→ TASK SET:
a) In the text on chronic pain, what is called the crucial question in the field of pain research?
b) Rewrite the passage on chronic pain from "How chronic pain" to "for the individual.", swapping "hot stove" for "open flame".
c) Carry on the text about chronic pain from where it stops.

→ TEXT UNDER STUDY:
----------------
Patients seeking care for pain want to know whether it is likely to improve or run a chronic course, not just its cause and how it might be relieved and managed. But it is difficult for the doctor to give a clear and reassuring answer. Korff and Dunn, in their book, Chronic Pain Reconsidered, explain: “Physicians’ abilities to provide guidance regarding pain’s likely course, as well as clinical and epidemiologic research, are hampered by lack of clear-cut, evidence-based operational criteria for classifying chronic pain.”( 2008, 267-276)

 

How chronic pain is initiated, maintained and prolonged is the crucial question in the field of pain research. Apparently, there is not always a direct association between tissue damage, pain perception and behavior. While acute pain has a clear and understandable biological function and keeps one out of harm’s way, as seen with the reflex reaction to putting one’s hand on the hot stove, chronic pain without any recognizable tissue injury does not appear to serve any purpose for the individual.
----------------
→ EXTRACTED MATERIAL:

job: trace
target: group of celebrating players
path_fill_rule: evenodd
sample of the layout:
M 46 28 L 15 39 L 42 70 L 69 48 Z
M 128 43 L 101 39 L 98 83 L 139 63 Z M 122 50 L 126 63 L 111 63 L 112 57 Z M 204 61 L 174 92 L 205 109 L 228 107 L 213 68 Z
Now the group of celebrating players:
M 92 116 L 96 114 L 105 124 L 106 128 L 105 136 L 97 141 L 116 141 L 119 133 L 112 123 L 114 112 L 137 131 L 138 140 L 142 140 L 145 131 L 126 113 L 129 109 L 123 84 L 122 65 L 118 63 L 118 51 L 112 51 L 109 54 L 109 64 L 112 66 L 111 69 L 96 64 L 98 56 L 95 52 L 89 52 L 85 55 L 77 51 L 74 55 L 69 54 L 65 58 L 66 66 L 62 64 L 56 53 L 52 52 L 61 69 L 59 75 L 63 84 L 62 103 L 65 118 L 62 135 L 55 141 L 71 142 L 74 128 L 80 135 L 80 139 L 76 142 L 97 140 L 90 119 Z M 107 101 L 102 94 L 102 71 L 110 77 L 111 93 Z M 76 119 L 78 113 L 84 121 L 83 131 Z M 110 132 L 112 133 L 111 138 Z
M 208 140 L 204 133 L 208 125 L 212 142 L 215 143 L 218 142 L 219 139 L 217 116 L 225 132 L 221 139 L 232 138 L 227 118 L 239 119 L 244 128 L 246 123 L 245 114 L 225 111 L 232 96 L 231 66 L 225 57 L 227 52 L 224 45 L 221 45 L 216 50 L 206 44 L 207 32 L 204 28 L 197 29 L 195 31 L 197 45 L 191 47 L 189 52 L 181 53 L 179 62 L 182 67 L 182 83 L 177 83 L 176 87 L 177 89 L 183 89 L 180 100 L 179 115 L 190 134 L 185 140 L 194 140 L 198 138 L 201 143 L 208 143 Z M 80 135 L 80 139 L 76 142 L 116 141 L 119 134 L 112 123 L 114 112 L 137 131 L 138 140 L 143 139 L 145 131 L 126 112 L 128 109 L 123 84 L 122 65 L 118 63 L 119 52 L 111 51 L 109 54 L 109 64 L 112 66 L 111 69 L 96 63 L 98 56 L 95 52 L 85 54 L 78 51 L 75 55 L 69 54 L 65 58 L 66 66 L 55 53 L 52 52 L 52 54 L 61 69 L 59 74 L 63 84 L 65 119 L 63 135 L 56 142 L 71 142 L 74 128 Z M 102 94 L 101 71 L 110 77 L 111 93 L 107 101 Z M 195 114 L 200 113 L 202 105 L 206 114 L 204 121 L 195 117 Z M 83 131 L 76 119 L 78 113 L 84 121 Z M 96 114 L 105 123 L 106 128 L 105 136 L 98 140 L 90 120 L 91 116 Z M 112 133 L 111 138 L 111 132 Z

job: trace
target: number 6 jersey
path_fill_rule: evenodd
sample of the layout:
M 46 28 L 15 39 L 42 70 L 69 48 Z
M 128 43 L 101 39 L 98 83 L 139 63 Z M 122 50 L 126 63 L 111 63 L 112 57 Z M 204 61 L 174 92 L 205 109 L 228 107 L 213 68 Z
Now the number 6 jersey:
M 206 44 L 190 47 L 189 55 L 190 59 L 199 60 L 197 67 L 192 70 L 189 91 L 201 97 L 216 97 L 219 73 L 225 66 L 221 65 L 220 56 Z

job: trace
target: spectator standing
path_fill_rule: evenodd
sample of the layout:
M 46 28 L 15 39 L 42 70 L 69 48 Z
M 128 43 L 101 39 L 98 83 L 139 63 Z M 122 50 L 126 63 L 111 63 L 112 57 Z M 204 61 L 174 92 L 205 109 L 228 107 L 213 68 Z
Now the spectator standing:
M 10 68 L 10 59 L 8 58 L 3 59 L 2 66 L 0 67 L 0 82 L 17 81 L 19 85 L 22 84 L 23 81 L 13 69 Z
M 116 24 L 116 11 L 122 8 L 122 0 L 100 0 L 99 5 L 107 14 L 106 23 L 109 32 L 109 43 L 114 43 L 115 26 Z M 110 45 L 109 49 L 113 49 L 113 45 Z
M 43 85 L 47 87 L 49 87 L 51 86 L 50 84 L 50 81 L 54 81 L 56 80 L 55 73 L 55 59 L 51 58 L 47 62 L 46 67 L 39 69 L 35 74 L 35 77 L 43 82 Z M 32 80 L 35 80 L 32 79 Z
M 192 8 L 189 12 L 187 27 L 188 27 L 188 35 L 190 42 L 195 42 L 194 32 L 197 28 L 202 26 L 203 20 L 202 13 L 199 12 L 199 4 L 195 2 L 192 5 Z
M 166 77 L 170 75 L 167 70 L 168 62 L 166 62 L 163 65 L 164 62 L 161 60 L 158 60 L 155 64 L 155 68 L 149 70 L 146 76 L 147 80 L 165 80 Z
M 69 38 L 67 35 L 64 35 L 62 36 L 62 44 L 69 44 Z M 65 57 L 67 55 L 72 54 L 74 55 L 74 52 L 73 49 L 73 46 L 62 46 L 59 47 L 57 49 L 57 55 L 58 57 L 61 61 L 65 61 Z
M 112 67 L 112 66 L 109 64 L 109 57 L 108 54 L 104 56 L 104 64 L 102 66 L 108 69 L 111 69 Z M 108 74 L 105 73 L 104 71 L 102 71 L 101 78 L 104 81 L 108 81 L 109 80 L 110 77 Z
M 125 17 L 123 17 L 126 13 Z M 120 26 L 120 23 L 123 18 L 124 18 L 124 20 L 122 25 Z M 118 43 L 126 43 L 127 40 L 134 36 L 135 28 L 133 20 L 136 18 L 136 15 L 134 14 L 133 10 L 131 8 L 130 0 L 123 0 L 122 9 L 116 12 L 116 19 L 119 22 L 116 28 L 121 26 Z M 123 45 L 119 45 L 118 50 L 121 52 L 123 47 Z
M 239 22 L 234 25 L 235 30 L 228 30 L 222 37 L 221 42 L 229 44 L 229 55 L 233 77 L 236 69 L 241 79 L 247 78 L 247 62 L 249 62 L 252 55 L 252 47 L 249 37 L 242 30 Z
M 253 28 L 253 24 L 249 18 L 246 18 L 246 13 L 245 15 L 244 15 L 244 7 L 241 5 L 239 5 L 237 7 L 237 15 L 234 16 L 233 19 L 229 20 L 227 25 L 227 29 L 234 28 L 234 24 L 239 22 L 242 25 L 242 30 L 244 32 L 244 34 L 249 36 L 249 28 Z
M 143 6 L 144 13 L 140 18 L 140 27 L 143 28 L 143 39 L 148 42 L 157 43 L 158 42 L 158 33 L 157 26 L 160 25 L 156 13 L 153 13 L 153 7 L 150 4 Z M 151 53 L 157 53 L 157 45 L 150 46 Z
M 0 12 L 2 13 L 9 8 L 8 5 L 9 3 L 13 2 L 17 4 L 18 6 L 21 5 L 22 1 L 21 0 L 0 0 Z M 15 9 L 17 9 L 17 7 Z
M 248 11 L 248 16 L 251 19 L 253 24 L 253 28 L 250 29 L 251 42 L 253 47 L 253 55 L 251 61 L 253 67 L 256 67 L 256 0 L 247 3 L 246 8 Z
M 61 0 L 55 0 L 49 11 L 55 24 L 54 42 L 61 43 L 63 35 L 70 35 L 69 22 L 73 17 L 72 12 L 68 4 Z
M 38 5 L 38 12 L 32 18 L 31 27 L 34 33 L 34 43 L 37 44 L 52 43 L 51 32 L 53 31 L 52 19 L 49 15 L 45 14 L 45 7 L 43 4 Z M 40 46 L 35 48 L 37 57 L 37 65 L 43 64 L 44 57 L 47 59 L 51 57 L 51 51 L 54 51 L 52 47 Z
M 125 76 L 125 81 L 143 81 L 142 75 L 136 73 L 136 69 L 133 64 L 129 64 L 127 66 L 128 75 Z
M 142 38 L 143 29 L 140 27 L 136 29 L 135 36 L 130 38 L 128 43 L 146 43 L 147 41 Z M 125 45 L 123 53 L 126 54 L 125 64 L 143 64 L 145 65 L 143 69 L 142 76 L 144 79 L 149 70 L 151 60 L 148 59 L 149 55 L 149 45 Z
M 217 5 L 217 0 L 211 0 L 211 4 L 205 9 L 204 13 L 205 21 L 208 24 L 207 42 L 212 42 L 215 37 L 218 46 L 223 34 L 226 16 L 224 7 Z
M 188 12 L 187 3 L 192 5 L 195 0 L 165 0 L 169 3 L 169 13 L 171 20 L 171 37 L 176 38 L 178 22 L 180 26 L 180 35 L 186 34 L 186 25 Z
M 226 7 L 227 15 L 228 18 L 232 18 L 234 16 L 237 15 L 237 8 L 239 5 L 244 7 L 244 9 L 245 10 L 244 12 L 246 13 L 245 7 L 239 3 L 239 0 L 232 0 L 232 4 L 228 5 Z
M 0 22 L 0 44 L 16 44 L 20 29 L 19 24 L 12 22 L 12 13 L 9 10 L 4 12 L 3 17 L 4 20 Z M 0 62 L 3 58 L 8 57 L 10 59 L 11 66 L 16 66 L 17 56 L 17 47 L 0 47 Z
----------------
→ RESPONSES FOR EACH TASK:
a) How chronic pain is initiated, maintained and prolonged.

b)
How chronic pain is initiated, maintained and prolonged is the crucial question in the field of pain research. Apparently, there is not always a direct association between tissue damage, pain perception and behavior. While acute pain has a clear and understandable biological function and keeps one out of harm’s way, as seen with the reflex reaction to putting one’s hand on the open flame, chronic pain without any recognizable tissue injury does not appear to serve any purpose for the individual.

c)
 

The International Association for the Study of Pain defines chronic pain: ‘‘pain which persists past the normal time of healing . . .  With non-malignant pain, three months is the most convenient point of division between acute and chronic pain, but for research purposes, six months will often be preferred” (Van Korff & Dunn, 2008).

 

Defining chronic pain solely by duration is based on the view that acute pain signals potential tissue damage, whereas chronic pain results from central and peripheral sensitization, in which pain is sustained after nociceptive inputs have diminished.